### Exercise details
Copy every line of the data below verbatim, but leave out the pictures.

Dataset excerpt
↓↓↓
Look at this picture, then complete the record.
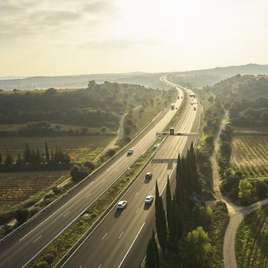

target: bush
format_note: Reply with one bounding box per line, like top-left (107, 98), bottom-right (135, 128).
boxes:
top-left (71, 166), bottom-right (89, 182)
top-left (15, 208), bottom-right (30, 224)
top-left (255, 181), bottom-right (268, 199)
top-left (84, 161), bottom-right (95, 172)
top-left (34, 261), bottom-right (50, 268)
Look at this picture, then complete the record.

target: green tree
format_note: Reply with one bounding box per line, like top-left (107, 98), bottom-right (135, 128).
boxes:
top-left (185, 226), bottom-right (213, 268)
top-left (145, 232), bottom-right (160, 268)
top-left (166, 178), bottom-right (174, 235)
top-left (155, 182), bottom-right (167, 254)
top-left (5, 151), bottom-right (14, 167)
top-left (238, 179), bottom-right (254, 203)
top-left (45, 142), bottom-right (50, 163)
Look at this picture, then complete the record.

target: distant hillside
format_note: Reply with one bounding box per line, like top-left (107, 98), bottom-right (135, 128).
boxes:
top-left (170, 64), bottom-right (268, 87)
top-left (211, 75), bottom-right (268, 128)
top-left (0, 72), bottom-right (160, 90)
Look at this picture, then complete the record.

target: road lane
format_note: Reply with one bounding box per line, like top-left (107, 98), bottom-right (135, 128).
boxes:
top-left (64, 79), bottom-right (199, 268)
top-left (0, 84), bottom-right (182, 268)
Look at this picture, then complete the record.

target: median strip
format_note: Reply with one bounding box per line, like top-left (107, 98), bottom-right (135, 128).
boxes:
top-left (26, 141), bottom-right (162, 267)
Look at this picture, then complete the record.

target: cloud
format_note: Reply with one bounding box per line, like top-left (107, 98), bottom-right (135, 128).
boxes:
top-left (0, 0), bottom-right (113, 41)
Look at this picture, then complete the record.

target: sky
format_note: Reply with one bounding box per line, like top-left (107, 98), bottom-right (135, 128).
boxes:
top-left (0, 0), bottom-right (268, 76)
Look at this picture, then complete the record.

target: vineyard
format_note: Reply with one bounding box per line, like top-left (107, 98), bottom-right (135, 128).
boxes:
top-left (236, 206), bottom-right (268, 268)
top-left (0, 171), bottom-right (68, 214)
top-left (231, 135), bottom-right (268, 178)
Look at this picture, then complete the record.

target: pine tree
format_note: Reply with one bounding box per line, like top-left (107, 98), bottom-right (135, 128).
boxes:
top-left (16, 153), bottom-right (23, 166)
top-left (5, 151), bottom-right (14, 167)
top-left (166, 178), bottom-right (174, 237)
top-left (45, 142), bottom-right (50, 163)
top-left (145, 232), bottom-right (160, 268)
top-left (23, 144), bottom-right (31, 163)
top-left (155, 182), bottom-right (167, 254)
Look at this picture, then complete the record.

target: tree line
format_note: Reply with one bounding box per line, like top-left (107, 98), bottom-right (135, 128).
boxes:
top-left (0, 142), bottom-right (70, 171)
top-left (145, 145), bottom-right (213, 268)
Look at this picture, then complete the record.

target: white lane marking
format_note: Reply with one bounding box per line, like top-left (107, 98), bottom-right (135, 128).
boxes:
top-left (118, 222), bottom-right (145, 268)
top-left (118, 232), bottom-right (124, 239)
top-left (32, 235), bottom-right (42, 243)
top-left (101, 233), bottom-right (108, 240)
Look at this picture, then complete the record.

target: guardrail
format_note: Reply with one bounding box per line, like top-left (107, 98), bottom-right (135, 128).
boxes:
top-left (0, 99), bottom-right (172, 244)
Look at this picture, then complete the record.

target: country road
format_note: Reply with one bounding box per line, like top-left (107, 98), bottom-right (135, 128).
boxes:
top-left (0, 76), bottom-right (182, 268)
top-left (63, 75), bottom-right (199, 268)
top-left (211, 114), bottom-right (268, 268)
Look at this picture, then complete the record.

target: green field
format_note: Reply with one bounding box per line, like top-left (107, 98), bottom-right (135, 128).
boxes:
top-left (0, 171), bottom-right (69, 214)
top-left (236, 206), bottom-right (268, 268)
top-left (0, 136), bottom-right (114, 162)
top-left (231, 135), bottom-right (268, 178)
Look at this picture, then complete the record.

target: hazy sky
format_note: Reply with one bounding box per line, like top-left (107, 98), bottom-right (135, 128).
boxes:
top-left (0, 0), bottom-right (268, 75)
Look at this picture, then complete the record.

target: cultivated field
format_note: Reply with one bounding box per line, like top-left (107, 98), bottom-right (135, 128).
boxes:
top-left (0, 136), bottom-right (114, 162)
top-left (231, 135), bottom-right (268, 178)
top-left (236, 207), bottom-right (268, 268)
top-left (0, 171), bottom-right (66, 214)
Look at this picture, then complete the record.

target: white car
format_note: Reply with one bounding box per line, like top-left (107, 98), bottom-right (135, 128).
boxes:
top-left (145, 172), bottom-right (153, 181)
top-left (127, 148), bottom-right (134, 155)
top-left (144, 195), bottom-right (154, 205)
top-left (116, 200), bottom-right (127, 209)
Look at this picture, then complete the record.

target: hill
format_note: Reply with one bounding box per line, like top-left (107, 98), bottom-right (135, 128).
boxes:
top-left (0, 72), bottom-right (160, 90)
top-left (170, 64), bottom-right (268, 87)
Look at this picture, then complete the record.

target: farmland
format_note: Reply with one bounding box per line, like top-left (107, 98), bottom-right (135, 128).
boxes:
top-left (236, 206), bottom-right (268, 268)
top-left (0, 136), bottom-right (114, 162)
top-left (0, 171), bottom-right (68, 214)
top-left (231, 135), bottom-right (268, 178)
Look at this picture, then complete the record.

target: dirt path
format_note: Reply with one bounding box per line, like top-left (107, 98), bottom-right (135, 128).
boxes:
top-left (211, 113), bottom-right (268, 268)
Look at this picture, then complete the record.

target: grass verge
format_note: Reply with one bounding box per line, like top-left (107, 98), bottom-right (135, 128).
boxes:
top-left (26, 141), bottom-right (161, 267)
top-left (208, 201), bottom-right (229, 268)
↑↑↑
### Output for this exercise
Look at this picture, then complete the record.

target: bush
format_note: Reply with one bounding box per line, like top-left (107, 98), bottom-right (135, 128).
boxes:
top-left (71, 166), bottom-right (89, 182)
top-left (15, 208), bottom-right (30, 224)
top-left (255, 181), bottom-right (268, 199)
top-left (84, 161), bottom-right (95, 172)
top-left (34, 261), bottom-right (50, 268)
Look at this picture, then complete the record.

target: green tree
format_note: Reply with one bounding box per line, like top-left (107, 98), bottom-right (135, 128).
boxes:
top-left (185, 226), bottom-right (213, 268)
top-left (145, 232), bottom-right (160, 268)
top-left (166, 178), bottom-right (174, 235)
top-left (155, 182), bottom-right (167, 254)
top-left (5, 151), bottom-right (14, 167)
top-left (238, 179), bottom-right (254, 203)
top-left (45, 142), bottom-right (50, 163)
Look at this picture, then complete the record.

target: distant hillside
format_note: Reply with one bounding box per line, like top-left (107, 98), bottom-right (135, 128).
boxes:
top-left (170, 64), bottom-right (268, 87)
top-left (211, 75), bottom-right (268, 128)
top-left (0, 72), bottom-right (160, 90)
Look at this picture, then complete the record.

target: road lane
format_note: Reply with one bounding box per line, like top-left (107, 98), bottom-right (135, 128).
boxes:
top-left (64, 79), bottom-right (199, 268)
top-left (0, 84), bottom-right (182, 268)
Look at this picture, then complete the record.

target: median strip
format_note: Reply with one bounding box per line, like top-left (107, 98), bottom-right (135, 128).
boxes:
top-left (26, 141), bottom-right (162, 267)
Look at this picture, then complete the record.

target: cloud
format_note: Reply with one bounding box per line, like top-left (107, 98), bottom-right (135, 128).
boxes:
top-left (0, 0), bottom-right (113, 41)
Look at this picture, then complete the record.

target: sky
format_note: Reply with one bounding box per line, like top-left (107, 98), bottom-right (135, 128).
boxes:
top-left (0, 0), bottom-right (268, 76)
Look at this picture, then complete the record.

target: vineyard
format_note: Reply with one bounding box per line, like top-left (107, 98), bottom-right (135, 128).
boxes:
top-left (236, 206), bottom-right (268, 268)
top-left (0, 171), bottom-right (68, 214)
top-left (231, 135), bottom-right (268, 178)
Look at this picture, then complete the record.

target: pine tree
format_note: Reply with one bounding box per line, like top-left (107, 98), bottom-right (135, 128).
boxes:
top-left (16, 153), bottom-right (23, 166)
top-left (5, 151), bottom-right (14, 167)
top-left (166, 178), bottom-right (174, 237)
top-left (45, 142), bottom-right (50, 163)
top-left (145, 232), bottom-right (160, 268)
top-left (23, 144), bottom-right (31, 163)
top-left (155, 182), bottom-right (167, 254)
Look at this picture, then complete the record.

target: tree line
format_note: Reply with one bounding box per line, like top-left (107, 98), bottom-right (135, 128).
boxes:
top-left (0, 142), bottom-right (70, 171)
top-left (145, 145), bottom-right (213, 268)
Look at this picture, then complete the record.

target: white lane marking
format_note: Reply with one bounding box per line, like top-left (107, 98), bottom-right (135, 128).
boxes:
top-left (118, 222), bottom-right (145, 268)
top-left (118, 232), bottom-right (124, 239)
top-left (32, 235), bottom-right (42, 243)
top-left (101, 233), bottom-right (108, 240)
Look at this picture, then complete the record.

target: guardrail
format_note: Reply with one bounding box per line, like top-left (107, 98), bottom-right (135, 128).
boxes:
top-left (0, 99), bottom-right (172, 244)
Look at this picture, then complete the record.

target: country road
format_note: Reply with one bounding box per line, like top-left (107, 98), bottom-right (135, 128).
boxes:
top-left (0, 76), bottom-right (182, 268)
top-left (63, 75), bottom-right (199, 268)
top-left (211, 114), bottom-right (268, 268)
Look at this picture, then complete the record.

target: green field
format_note: Reply with one bounding box per line, like top-left (107, 98), bottom-right (135, 128).
boxes:
top-left (0, 171), bottom-right (69, 214)
top-left (236, 206), bottom-right (268, 268)
top-left (0, 136), bottom-right (114, 162)
top-left (231, 135), bottom-right (268, 178)
Look at this picture, then complete the record.

target: hazy sky
format_note: Reply with one bounding box per line, like top-left (107, 98), bottom-right (135, 128).
boxes:
top-left (0, 0), bottom-right (268, 75)
Look at this picture, then complete the record.

target: cultivated field
format_note: Reply with one bounding box per line, like top-left (107, 98), bottom-right (135, 128).
boxes:
top-left (0, 136), bottom-right (114, 162)
top-left (231, 135), bottom-right (268, 178)
top-left (236, 207), bottom-right (268, 268)
top-left (0, 171), bottom-right (66, 214)
Look at this picture, then complete the record.

target: white car
format_note: Reply with one bounding box per line, like top-left (107, 98), bottom-right (135, 128).
boxes:
top-left (145, 172), bottom-right (153, 181)
top-left (127, 148), bottom-right (134, 155)
top-left (144, 195), bottom-right (154, 205)
top-left (116, 200), bottom-right (127, 209)
Look at this picture, then complete the record.

target: hill
format_note: Reply with one bounding box per line, like top-left (107, 98), bottom-right (135, 128).
boxes:
top-left (0, 72), bottom-right (160, 90)
top-left (170, 64), bottom-right (268, 87)
Look at this picture, then complete the record.

target: farmland
format_note: Reply with one bounding box per line, like top-left (107, 98), bottom-right (135, 128).
boxes:
top-left (236, 206), bottom-right (268, 268)
top-left (0, 136), bottom-right (114, 162)
top-left (0, 171), bottom-right (68, 214)
top-left (231, 135), bottom-right (268, 178)
Look at this picture, then complete the record.

target: dirt path
format_note: Reply with one bounding box per line, like top-left (107, 98), bottom-right (135, 128).
boxes:
top-left (211, 113), bottom-right (268, 268)
Look at this picture, then complete the record.

target: grass verge
format_note: Reply with one bounding box per line, like top-left (107, 98), bottom-right (135, 128).
boxes:
top-left (26, 141), bottom-right (161, 267)
top-left (208, 201), bottom-right (229, 268)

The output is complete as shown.